→ Directive
Can you express the items, from the line containing "Return one point per instance of the silhouetted head, x" through the end of the items, as a two-column CSV with the columns item_text and answer? Use one row per item, put each value in a single quoted field, and replace line breaks with spaces.

→ Dataset rows
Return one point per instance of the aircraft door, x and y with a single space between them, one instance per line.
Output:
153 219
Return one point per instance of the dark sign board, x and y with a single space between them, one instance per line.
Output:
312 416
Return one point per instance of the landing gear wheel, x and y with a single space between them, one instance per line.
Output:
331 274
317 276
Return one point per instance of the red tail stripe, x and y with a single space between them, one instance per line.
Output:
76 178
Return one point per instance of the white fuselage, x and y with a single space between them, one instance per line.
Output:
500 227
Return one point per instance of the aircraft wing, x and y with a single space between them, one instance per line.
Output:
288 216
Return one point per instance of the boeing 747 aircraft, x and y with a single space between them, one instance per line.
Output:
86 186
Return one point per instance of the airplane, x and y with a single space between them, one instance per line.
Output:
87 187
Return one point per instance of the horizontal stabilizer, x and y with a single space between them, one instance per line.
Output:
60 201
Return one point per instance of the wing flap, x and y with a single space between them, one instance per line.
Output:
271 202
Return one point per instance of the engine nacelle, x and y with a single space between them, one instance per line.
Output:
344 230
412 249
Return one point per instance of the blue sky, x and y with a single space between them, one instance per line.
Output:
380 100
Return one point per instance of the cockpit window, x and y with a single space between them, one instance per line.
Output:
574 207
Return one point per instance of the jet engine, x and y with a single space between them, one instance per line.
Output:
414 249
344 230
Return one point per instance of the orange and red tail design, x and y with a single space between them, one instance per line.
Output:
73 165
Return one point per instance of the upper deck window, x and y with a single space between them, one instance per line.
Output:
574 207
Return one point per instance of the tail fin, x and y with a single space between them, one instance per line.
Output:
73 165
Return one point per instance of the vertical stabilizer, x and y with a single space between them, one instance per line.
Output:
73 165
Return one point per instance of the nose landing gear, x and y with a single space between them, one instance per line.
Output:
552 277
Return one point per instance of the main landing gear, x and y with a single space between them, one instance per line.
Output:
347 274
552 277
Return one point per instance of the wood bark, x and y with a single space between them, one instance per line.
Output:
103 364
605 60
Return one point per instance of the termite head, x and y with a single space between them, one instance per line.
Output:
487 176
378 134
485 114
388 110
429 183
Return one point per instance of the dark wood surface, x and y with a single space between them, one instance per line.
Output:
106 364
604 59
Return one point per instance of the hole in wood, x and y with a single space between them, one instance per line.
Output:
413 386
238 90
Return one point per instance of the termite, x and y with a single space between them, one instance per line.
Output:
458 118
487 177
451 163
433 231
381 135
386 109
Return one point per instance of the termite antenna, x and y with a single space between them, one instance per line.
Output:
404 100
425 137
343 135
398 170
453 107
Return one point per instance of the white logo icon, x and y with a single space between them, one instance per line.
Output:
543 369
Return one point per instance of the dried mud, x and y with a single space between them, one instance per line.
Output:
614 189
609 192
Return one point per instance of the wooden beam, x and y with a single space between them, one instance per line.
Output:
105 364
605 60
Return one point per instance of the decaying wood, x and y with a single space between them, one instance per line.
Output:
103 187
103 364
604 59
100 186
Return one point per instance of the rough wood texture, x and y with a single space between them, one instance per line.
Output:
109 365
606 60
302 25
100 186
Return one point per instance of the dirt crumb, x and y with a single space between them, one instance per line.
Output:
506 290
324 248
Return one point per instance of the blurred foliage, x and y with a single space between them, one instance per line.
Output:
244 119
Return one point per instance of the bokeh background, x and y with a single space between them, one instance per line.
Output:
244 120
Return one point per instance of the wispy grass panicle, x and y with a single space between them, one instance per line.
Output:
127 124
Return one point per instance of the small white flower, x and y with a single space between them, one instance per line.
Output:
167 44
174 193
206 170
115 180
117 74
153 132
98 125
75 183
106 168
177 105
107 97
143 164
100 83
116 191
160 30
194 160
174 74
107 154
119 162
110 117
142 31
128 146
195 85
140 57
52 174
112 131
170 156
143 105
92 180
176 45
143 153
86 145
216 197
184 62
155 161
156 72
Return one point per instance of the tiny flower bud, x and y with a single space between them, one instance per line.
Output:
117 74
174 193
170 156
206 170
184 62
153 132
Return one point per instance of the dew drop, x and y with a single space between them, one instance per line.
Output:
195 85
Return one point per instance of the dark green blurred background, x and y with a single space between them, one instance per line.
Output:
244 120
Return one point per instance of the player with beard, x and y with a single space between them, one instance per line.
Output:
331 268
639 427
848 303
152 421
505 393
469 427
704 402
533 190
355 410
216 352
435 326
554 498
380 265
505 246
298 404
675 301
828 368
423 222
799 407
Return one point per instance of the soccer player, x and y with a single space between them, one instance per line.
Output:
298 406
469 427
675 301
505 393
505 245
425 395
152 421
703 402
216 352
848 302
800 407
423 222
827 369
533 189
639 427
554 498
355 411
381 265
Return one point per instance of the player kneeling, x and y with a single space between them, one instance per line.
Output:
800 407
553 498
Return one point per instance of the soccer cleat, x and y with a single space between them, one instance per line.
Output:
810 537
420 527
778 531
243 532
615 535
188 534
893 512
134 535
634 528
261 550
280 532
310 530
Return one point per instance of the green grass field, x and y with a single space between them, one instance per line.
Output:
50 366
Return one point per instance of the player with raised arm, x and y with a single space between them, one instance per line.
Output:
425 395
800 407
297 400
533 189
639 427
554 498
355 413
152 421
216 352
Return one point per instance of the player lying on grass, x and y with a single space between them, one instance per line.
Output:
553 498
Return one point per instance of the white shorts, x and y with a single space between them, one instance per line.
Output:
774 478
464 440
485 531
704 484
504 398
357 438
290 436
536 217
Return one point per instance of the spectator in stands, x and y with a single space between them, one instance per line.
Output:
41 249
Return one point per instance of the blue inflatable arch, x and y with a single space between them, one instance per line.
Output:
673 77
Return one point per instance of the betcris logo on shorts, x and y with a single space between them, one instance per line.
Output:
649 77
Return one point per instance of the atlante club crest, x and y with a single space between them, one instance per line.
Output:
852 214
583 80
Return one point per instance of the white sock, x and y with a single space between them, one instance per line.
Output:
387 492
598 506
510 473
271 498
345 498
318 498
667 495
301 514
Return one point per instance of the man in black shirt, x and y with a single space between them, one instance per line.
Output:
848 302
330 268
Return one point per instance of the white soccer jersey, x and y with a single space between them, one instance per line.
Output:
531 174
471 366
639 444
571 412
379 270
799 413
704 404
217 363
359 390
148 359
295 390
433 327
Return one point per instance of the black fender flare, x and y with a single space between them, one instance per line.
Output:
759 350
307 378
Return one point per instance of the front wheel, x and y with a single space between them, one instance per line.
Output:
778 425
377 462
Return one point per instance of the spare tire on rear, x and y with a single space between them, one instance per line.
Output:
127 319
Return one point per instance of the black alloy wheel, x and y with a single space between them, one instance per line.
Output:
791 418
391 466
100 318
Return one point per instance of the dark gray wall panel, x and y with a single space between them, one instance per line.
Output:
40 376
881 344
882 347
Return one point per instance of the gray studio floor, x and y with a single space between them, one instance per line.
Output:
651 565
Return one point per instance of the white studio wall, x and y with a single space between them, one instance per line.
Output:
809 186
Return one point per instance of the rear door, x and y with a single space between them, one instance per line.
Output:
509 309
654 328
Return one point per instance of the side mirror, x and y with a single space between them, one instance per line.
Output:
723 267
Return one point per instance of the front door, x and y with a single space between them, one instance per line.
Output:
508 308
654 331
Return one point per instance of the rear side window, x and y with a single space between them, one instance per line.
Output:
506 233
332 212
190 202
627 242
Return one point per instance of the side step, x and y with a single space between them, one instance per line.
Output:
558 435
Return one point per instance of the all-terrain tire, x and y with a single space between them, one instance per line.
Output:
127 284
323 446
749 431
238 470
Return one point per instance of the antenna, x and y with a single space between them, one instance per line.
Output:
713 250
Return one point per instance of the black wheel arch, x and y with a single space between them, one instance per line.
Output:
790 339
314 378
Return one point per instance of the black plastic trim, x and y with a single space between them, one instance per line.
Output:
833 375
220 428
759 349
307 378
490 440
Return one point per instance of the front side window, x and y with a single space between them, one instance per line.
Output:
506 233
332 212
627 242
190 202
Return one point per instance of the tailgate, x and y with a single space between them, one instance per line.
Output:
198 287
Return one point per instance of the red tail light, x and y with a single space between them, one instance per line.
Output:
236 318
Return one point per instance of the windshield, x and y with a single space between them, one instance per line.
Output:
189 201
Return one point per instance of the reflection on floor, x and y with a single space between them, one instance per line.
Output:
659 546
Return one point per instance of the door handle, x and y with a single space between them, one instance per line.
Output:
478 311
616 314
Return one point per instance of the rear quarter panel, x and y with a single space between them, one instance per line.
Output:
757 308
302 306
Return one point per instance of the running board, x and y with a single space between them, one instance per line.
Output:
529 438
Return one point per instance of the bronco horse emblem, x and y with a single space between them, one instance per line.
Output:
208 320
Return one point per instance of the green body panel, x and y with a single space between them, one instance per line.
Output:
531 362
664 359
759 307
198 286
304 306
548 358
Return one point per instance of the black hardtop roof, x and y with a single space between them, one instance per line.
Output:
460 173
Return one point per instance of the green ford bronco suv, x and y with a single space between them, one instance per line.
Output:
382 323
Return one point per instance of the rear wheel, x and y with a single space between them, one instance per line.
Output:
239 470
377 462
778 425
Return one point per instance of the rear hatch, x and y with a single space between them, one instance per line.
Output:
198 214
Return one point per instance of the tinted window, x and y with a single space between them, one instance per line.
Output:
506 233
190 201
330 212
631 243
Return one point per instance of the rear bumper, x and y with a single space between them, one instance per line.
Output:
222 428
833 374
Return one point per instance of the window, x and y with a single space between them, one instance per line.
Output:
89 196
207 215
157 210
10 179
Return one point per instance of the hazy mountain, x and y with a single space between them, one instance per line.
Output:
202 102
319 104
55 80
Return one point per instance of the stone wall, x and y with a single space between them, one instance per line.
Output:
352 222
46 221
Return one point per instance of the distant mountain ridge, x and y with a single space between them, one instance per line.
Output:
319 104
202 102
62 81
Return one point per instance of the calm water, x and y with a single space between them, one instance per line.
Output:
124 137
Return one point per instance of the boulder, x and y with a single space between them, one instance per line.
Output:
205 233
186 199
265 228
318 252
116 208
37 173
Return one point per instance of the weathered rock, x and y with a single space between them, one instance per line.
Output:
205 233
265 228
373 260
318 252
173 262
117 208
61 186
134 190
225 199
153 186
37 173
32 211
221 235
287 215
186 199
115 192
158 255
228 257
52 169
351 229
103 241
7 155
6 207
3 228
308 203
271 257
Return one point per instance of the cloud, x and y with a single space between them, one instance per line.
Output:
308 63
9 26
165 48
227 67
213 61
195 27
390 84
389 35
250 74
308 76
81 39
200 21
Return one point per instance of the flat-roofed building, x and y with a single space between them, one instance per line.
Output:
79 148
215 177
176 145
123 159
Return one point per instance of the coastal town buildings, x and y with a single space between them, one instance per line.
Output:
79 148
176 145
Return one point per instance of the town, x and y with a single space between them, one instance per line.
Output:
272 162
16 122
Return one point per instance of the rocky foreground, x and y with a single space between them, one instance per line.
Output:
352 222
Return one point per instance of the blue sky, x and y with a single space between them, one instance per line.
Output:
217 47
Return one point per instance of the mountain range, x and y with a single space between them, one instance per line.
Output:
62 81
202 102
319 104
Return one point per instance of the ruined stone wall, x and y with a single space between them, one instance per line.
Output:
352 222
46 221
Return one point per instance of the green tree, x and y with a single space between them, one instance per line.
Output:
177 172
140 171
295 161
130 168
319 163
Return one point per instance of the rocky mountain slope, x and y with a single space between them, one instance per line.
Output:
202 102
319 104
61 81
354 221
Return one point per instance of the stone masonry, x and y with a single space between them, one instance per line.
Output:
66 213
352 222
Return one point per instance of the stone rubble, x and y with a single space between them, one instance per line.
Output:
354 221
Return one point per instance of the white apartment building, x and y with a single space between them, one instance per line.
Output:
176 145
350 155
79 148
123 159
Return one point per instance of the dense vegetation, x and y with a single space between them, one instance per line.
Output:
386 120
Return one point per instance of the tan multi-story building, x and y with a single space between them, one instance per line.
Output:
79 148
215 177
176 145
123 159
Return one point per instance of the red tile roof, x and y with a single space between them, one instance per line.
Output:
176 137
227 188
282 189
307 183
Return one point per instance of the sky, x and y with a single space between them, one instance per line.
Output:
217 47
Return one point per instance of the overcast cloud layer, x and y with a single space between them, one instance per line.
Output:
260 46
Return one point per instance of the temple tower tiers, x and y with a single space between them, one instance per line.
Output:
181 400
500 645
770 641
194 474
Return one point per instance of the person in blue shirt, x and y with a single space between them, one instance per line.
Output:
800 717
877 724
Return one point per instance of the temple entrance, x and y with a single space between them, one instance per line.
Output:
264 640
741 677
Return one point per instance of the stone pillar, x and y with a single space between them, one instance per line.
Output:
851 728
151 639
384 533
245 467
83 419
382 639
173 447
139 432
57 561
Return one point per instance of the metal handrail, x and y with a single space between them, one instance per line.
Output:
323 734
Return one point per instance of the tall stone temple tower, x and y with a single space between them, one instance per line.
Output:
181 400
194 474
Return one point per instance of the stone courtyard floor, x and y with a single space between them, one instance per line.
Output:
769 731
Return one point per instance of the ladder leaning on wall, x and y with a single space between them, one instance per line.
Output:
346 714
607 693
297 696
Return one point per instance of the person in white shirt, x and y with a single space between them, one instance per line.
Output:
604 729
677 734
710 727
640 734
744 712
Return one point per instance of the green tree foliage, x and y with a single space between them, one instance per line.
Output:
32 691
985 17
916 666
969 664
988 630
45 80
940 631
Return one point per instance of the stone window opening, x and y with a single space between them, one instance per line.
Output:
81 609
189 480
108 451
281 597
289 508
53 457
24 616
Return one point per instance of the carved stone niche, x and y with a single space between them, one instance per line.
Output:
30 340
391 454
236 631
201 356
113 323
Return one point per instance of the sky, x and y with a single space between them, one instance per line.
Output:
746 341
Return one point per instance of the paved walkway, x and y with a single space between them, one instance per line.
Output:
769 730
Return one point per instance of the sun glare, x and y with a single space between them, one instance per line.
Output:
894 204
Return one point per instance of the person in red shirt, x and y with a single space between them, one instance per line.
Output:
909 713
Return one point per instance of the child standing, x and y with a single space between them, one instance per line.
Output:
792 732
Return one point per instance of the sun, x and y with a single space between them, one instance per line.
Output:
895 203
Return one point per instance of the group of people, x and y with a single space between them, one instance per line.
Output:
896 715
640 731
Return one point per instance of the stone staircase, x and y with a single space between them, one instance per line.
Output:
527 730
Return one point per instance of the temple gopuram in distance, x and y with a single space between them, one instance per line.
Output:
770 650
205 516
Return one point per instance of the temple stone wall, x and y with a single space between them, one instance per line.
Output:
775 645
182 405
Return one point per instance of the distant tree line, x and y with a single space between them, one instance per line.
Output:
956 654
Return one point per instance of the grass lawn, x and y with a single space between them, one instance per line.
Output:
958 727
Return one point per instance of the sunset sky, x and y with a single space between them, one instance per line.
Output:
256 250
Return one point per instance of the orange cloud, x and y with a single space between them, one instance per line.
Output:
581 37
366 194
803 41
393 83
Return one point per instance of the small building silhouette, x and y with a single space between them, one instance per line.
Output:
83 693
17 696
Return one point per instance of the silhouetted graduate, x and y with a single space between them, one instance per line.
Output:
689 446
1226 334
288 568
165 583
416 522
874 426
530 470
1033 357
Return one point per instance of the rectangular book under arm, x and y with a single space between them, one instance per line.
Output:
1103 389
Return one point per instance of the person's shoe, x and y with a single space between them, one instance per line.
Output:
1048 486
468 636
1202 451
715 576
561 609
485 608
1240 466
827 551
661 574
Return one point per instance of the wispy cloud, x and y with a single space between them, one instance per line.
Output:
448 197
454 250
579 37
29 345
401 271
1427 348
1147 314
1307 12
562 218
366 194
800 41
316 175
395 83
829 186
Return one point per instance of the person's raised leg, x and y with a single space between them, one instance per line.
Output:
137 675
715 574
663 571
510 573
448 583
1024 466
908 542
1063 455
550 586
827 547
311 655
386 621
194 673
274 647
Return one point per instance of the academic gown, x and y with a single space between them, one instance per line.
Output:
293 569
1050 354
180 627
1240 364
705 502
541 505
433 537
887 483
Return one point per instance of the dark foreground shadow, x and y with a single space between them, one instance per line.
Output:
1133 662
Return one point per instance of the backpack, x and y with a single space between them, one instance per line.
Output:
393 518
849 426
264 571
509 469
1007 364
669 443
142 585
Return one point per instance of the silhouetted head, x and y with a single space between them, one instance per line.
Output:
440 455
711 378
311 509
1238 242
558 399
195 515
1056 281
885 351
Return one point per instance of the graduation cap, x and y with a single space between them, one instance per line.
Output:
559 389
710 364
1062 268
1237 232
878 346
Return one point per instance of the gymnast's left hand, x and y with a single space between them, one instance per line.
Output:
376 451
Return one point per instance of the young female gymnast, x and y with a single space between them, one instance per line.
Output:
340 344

→ Answer to the problem
item_text,answer
"Return one point per instance of the silhouetted head, x and y with a single space between them, one instance per line. Output:","440 455 711 378 311 509 1238 242 558 399 195 515 1056 281 885 351"
"Return one point per instance of the graduation cap, x and y with a single space between them, one instance per line. Output:","559 389 710 364 1062 268 1237 232 878 346"
"Return one point per instance of the gymnast's left hand, x and y with a single space between them, one instance per line. Output:","376 451"
"Return one point per instance of the young female gymnast, x and y with a single space between them, one instance per line. Output:","340 344"